#### Task instructions
Down to the final character, output the records below as they stand.

#### Records to process
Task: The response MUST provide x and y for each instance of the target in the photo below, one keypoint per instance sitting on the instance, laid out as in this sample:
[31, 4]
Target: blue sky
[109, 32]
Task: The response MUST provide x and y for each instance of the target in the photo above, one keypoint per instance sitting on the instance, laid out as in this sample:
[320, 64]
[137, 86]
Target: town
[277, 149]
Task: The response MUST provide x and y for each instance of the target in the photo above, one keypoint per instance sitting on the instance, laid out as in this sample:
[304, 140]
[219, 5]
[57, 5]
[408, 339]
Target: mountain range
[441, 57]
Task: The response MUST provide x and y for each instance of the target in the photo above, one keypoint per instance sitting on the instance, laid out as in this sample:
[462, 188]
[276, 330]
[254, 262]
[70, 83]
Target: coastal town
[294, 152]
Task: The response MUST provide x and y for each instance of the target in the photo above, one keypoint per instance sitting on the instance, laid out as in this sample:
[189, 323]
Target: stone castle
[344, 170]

#### Exercise result
Task: The response MUST provide x and y for each instance of the target in the photo below, one keypoint per instance sitting on the instance, laid out as in this sample:
[31, 4]
Target: blue sky
[109, 32]
Task: The response MUST provide x and y for each instance of the target in the photo above, one keypoint per instance sitting on the instance, laid out as in this sample:
[320, 64]
[137, 86]
Target: town
[277, 149]
Task: The response MUST provide x and y for each instance of the target in the photo above, one keypoint per instance sitting on the instance, laid out as in this sample:
[304, 140]
[219, 5]
[57, 5]
[408, 339]
Target: mountain range
[441, 57]
Task: The response MUST provide x and y for each instance of the target in the photo above, one keypoint per instance sitting on the instance, laid out as in this sample:
[462, 188]
[276, 330]
[254, 262]
[70, 83]
Target: coastal town
[294, 152]
Task: The response MUST provide x and y for each instance of the target in the photo above, one keypoint per instance sitting on the instance, laid out as in this sample:
[189, 323]
Target: stone castle
[344, 170]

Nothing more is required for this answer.